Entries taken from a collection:
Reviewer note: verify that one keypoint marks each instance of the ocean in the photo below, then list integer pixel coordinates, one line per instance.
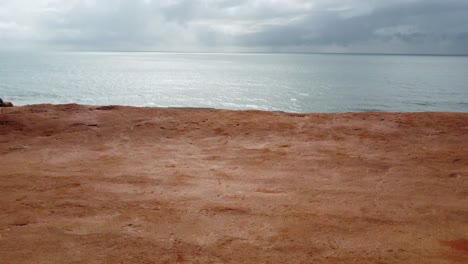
(278, 82)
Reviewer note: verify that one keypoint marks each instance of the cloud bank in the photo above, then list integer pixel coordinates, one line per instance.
(393, 26)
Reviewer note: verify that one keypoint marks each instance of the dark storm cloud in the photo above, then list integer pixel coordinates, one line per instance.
(398, 26)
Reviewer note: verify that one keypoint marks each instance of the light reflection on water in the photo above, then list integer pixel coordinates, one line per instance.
(280, 82)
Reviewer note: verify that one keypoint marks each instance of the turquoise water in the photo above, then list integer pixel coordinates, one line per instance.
(282, 82)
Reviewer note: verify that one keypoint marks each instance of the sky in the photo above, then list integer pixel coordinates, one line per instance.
(356, 26)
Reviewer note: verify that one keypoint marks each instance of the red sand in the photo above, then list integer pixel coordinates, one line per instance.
(83, 184)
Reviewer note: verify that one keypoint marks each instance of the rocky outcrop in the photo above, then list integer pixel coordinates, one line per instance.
(5, 104)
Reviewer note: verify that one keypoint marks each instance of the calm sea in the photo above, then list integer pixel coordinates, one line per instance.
(283, 82)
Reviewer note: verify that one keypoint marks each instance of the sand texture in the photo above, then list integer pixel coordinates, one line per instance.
(83, 184)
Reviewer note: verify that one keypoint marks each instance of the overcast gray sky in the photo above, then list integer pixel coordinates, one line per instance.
(386, 26)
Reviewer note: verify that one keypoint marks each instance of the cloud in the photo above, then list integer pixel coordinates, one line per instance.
(398, 26)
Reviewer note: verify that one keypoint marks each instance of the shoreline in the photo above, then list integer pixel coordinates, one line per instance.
(94, 184)
(236, 110)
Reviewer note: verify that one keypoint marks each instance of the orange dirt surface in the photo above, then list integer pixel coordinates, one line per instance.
(85, 184)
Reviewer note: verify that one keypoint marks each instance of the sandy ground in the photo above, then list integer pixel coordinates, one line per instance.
(83, 184)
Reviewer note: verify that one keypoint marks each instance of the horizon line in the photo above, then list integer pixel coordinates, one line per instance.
(266, 52)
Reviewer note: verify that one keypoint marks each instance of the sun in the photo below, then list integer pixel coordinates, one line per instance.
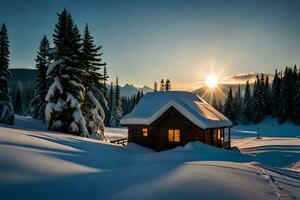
(211, 81)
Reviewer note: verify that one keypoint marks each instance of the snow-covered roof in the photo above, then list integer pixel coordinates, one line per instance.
(190, 105)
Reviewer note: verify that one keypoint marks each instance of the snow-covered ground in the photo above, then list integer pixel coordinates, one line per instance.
(37, 164)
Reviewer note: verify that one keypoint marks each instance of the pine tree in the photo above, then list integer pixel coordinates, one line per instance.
(214, 101)
(110, 103)
(106, 95)
(6, 106)
(275, 95)
(117, 112)
(246, 110)
(65, 95)
(94, 83)
(257, 107)
(237, 102)
(268, 97)
(105, 77)
(229, 110)
(38, 103)
(168, 85)
(18, 104)
(162, 85)
(286, 96)
(296, 101)
(155, 87)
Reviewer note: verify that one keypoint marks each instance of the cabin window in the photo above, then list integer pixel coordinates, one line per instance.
(145, 132)
(174, 135)
(219, 134)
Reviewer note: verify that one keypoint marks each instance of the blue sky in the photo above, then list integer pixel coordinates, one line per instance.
(144, 41)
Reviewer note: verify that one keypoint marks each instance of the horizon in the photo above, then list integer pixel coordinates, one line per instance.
(182, 41)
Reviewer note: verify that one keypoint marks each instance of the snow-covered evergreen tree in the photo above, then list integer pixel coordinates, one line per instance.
(94, 88)
(275, 95)
(296, 101)
(286, 96)
(246, 109)
(116, 113)
(168, 85)
(162, 85)
(268, 97)
(237, 102)
(6, 106)
(38, 103)
(65, 95)
(229, 110)
(257, 107)
(18, 103)
(155, 87)
(214, 101)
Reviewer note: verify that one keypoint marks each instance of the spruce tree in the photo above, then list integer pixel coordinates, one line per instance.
(6, 106)
(268, 97)
(286, 96)
(246, 110)
(275, 95)
(237, 101)
(105, 77)
(214, 101)
(38, 103)
(296, 101)
(168, 85)
(65, 95)
(229, 110)
(162, 85)
(117, 112)
(155, 87)
(94, 84)
(257, 103)
(18, 103)
(110, 103)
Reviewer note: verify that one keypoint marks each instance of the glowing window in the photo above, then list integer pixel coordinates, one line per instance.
(145, 132)
(174, 135)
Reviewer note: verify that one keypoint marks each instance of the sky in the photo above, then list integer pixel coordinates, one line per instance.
(183, 40)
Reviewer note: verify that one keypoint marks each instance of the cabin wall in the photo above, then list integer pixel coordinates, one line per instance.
(158, 132)
(172, 119)
(135, 134)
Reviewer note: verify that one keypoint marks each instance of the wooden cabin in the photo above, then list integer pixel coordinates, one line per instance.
(164, 120)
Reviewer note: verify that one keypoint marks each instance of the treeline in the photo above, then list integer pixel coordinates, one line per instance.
(164, 86)
(280, 100)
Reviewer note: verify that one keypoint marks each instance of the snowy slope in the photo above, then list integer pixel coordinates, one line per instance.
(36, 164)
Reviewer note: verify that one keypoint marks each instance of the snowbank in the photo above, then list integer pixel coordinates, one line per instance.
(36, 164)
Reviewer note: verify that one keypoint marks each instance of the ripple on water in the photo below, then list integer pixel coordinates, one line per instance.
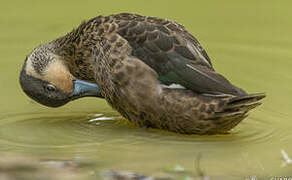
(59, 130)
(67, 130)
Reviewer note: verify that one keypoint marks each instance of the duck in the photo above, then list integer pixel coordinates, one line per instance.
(151, 70)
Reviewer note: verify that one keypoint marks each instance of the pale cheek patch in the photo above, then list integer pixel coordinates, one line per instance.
(29, 69)
(58, 75)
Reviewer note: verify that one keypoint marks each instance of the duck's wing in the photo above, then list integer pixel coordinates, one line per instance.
(173, 53)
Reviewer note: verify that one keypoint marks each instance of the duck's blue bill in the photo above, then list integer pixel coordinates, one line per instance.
(83, 88)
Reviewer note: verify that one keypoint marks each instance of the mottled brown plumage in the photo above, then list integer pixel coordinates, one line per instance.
(133, 58)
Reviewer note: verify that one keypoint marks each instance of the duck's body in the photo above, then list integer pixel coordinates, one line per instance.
(133, 59)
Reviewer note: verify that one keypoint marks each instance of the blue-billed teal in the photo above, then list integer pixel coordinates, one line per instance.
(151, 70)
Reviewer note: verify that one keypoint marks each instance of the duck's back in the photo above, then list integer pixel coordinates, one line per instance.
(172, 52)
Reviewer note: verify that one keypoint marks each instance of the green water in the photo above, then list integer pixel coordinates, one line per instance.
(249, 42)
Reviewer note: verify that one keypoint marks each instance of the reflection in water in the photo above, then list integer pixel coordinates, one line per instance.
(248, 41)
(100, 135)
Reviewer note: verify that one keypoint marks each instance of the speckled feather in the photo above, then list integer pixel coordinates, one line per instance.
(129, 56)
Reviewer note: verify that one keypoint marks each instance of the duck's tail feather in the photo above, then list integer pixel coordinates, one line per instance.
(235, 110)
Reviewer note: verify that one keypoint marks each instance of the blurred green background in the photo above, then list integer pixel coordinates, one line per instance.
(248, 41)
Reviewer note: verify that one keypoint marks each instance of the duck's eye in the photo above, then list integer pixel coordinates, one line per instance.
(50, 87)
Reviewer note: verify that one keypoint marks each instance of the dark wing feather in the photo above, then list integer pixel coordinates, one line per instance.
(173, 53)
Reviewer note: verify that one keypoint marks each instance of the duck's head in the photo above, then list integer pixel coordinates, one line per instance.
(45, 77)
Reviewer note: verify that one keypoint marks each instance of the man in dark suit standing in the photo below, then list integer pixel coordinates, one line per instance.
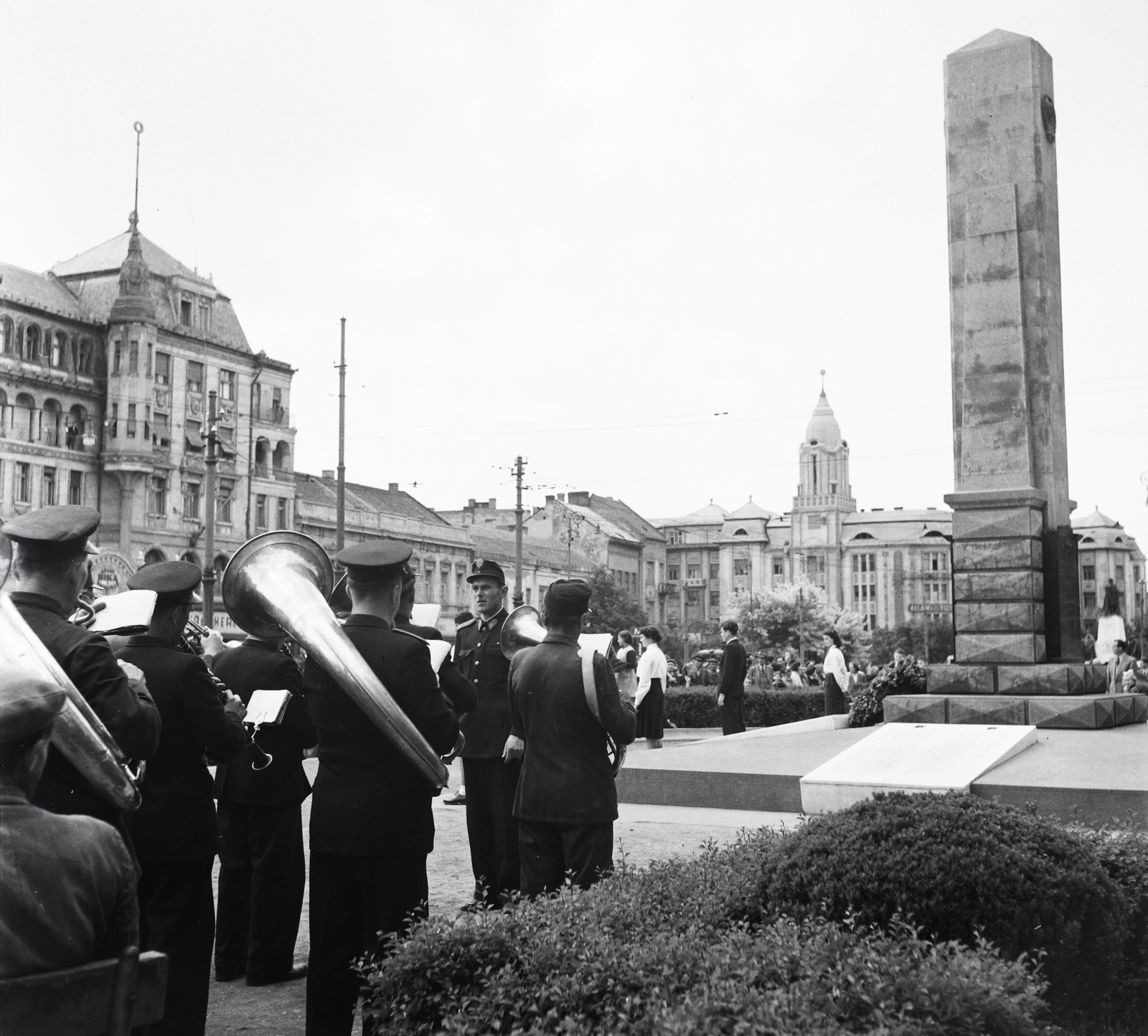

Work item - All entries must be written out again exactly as given, with no pictures in the copy.

Answer space -
Reviewer note: verify that one keypoint marks each instance of the ocean in the photo below, then list integer pixel coordinates, one line per instance.
(278, 82)
Reviewer note: verify that one keypoint marks each instance of the cloud bank in the photo above, then list integer pixel coordinates, one line per instance.
(393, 26)
Reviewer note: verify that one keypoint marks each instance of the dark storm cloud in the photo above, then list integer pixel coordinates, one line per instance.
(398, 26)
Reviewer note: verify that one keypoint marks each instance of the light reflection on water in the photo above, then list integer pixel coordinates, one line per instance.
(280, 82)
Reviewer note: verify that one keypoint marks each instance of the turquoise water in the photo above, then list integer pixel coordinates, one line per instance.
(282, 82)
Reviewer note: verify that one keypoint marks each instance of the sky in the photo above, then list integer pixel coordinates, one line per instance.
(356, 26)
Reviewer note: verify that one keypoint marks each instance of the red sand in the photo above, then list integer pixel coordinates, one line per instance.
(83, 184)
Reviewer note: verify that one keypoint marks each instance of the rocky outcrop in the photo above, then list integer pixel coordinates, one line per instance.
(5, 104)
Reviewer note: verify that one keypoint marks each instance of the calm sea in the photo above, then list integer pixel coordinates, one line per instance.
(283, 82)
Reviewer note: verify that one keypoint marks each instance of the sand texture in the photo above, then list integer pixel coordinates, one line per instance.
(83, 184)
Reviewer note: verify that one keypoint marks each instance of the overcast gray sky in the photo above, then list integer pixel coordinates, one line per instance.
(386, 26)
Reviewer note: verify that one keypoint marks each instance of the cloud in the photo above, then list integer pixel coordinates, one line per instance.
(398, 26)
Reviewer note: verify that one keypoint marks each instance of the shoreline in the photo above, then list integer pixel coordinates, one line per instance.
(94, 184)
(236, 110)
Reviewer note: verify that one keypoint marks each instance of the orange dirt surface in the photo above, then list integer pixel coordinates, one line per instance.
(85, 184)
Reviewer note: verify that one keypoint marks each instance of the sandy ground in the photo above, then list integer pixel coordinates, one line per instance.
(83, 184)
Reviewer note: verify that one keypoint marks each instance of the horizon line in the photo above, then list integer pixel coordinates, one line per instance.
(266, 52)
Reviewer note: verify that one keypoint marks each instance of the sun in the photo below, then list integer pixel coordinates, one line per instance.
(211, 81)
Reviewer note: verify that one keypoint marks each instance of the snow-covered roof in the photo above, then list integer pixel coordinates, one line per instance.
(190, 105)
Reviewer note: verify that one keypoint marks each instance of the snow-covered ground in the photo above, then list integer pixel coordinates, one line per instance.
(37, 164)
Reviewer note: verify that one keypoint marks each instance of the pine tree in the photo above, then list integer pixel coordinates, one line per instance.
(214, 101)
(110, 103)
(106, 95)
(6, 106)
(275, 95)
(117, 112)
(246, 110)
(65, 95)
(94, 83)
(257, 107)
(237, 102)
(268, 97)
(105, 77)
(229, 110)
(38, 103)
(168, 85)
(18, 104)
(162, 85)
(286, 96)
(296, 101)
(155, 87)
Reviewer note: verify that one keypoint marks each instance of the cabin window in the photo above, then list integer pixel coordinates, one line per instance.
(145, 132)
(174, 135)
(219, 134)
Reviewer note: verify that one keypoint marks each instance of the blue sky in the photo above, then list integer pixel coordinates, one line per instance.
(144, 41)
Reviewer note: verify that one keypoint marks each instance of the horizon in the photo above, then list integer pixel coordinates, one line per instance.
(182, 41)
Reviewer note: verify that one keypoint marks each instance of the snow-covered evergreen tree in the photo above, then list integer pixel coordinates, one line per instance.
(94, 88)
(275, 95)
(296, 101)
(286, 96)
(246, 109)
(116, 113)
(168, 85)
(162, 85)
(268, 97)
(237, 102)
(6, 106)
(38, 103)
(65, 95)
(229, 110)
(257, 107)
(18, 103)
(155, 87)
(214, 101)
Reviewer note: verify that one keypoint marks each instance of the spruce tree in the photo above, then list integer pixel coordinates, one line per instance.
(6, 106)
(268, 97)
(286, 96)
(246, 110)
(275, 95)
(237, 101)
(105, 77)
(214, 101)
(38, 103)
(296, 101)
(168, 85)
(65, 95)
(229, 110)
(162, 85)
(117, 112)
(155, 87)
(94, 84)
(257, 103)
(18, 103)
(110, 103)
Reviewer note: verify that one keypoint marks each instance of the glowing window in the photo above, then list integer pixel coordinates, one line per instance.
(145, 132)
(174, 135)
Reviewer note: verify that one keypoint marks each instance of the sky in the photo above, then list integer pixel coordinates, one line per instance.
(183, 40)
Reviewer note: verify that one keypoint marks each instance of the cabin wall in the photo above, then list integer pixel coordinates, one line per instance.
(158, 132)
(172, 119)
(135, 134)
Reviewer note: verify that one keypoint marks each instance of the wooden cabin in the photo above, then list integer pixel coordinates, one line per instance.
(164, 120)
Reviewer note: verify that one keypoint marks each instance of the treeline in the photo above, then list integer pixel coordinates, one line per instance.
(164, 86)
(280, 100)
Reviewer note: verify that one keypoint marks each instance of the snowy slope in the photo above, then list integer pixel coordinates, one line per instance.
(36, 164)
Reviewer note: verify that one keypoint marks each instance of the snowbank in the photo above, then list integer pixel coordinates, one line per instance.
(36, 164)
Reviewer note: verify that one keypoint marks each instance of the ripple on water in the photo below, then list integer pixel coordinates, one line per instance.
(59, 130)
(67, 130)
Reviewer note: verify that one keypoint marks each instance of the duck in the photo above, then list integer pixel coordinates, one line per instance.
(151, 70)
Reviewer note: verify that one keypoint marks each instance of the pale cheek patch in the photo above, then list integer pixel coordinates, one line per instance.
(29, 69)
(58, 75)
Reviewer note: verify that one keypoint marks each instance of the duck's wing in the photo above, then list integer pixel coordinates, one line per instance.
(173, 53)
Reviewer note: verify that one keypoint marks each instance of the duck's blue bill in the photo above, then list integer pixel coordinates, one line per instance.
(83, 88)
Reviewer note: verify that one keypoint marks each instance of the mottled brown plumage in the photo above, then list integer pixel coordinates, one line per instance.
(133, 58)
Reviewer note: verify that one keypoint marks each instance of the duck's body in the photo above, then list integer pixel coordinates, one line per instance.
(133, 59)
Reviewer note: verify that one keypoint marks each instance of the blue-billed teal in the photo above, then list integer pixel coordinates, one line per instance.
(151, 70)
Reviewer note: verify that one keypoint marks each instance of the duck's back in the photo above, then list integer pixel coordinates, one line per instance.
(172, 52)
Reviewer note: verify that one keypoint marks each instance of the green water in the photo above, then list integer pixel coordinates, one line per instance.
(249, 42)
Reviewer note: verify that one keypoint marks each instance of the reflection in water in the photo above, then list integer pixel coordinates, one line per instance.
(248, 41)
(100, 135)
Reviewer note: verify that one keypoint marks each instance of the speckled feather in the photo above, then list integer pixel coordinates, one line per instance.
(129, 56)
Reviewer note: verify that one keypoint marks each instance of the duck's tail feather in the photo above, then list integer pixel coordinates, one line per instance.
(235, 110)
Reviewer note: verify that one keypoint marks each instance of the blurred green background in the photo above, then list integer pixel coordinates, one line per instance.
(248, 41)
Reviewer note: verify that one keypoint marks each instance of the duck's eye in the photo above, then list integer pixel coordinates, one line per instance.
(50, 87)
Reviewer note: verify that one keypoint marks each instance of the dark wing feather in the photo above, then list integer pixel coordinates, one line per instance.
(173, 53)
Reviewer note: verify that one keypoint marks each instance of the duck's head in the photo above, then list integer pixel coordinates, one line per instance.
(45, 77)
Reviewer note: verify that one keypoint marks each instance of the man in dark suit standing in the photo below, then list integer pixel coordinates, one line per instance.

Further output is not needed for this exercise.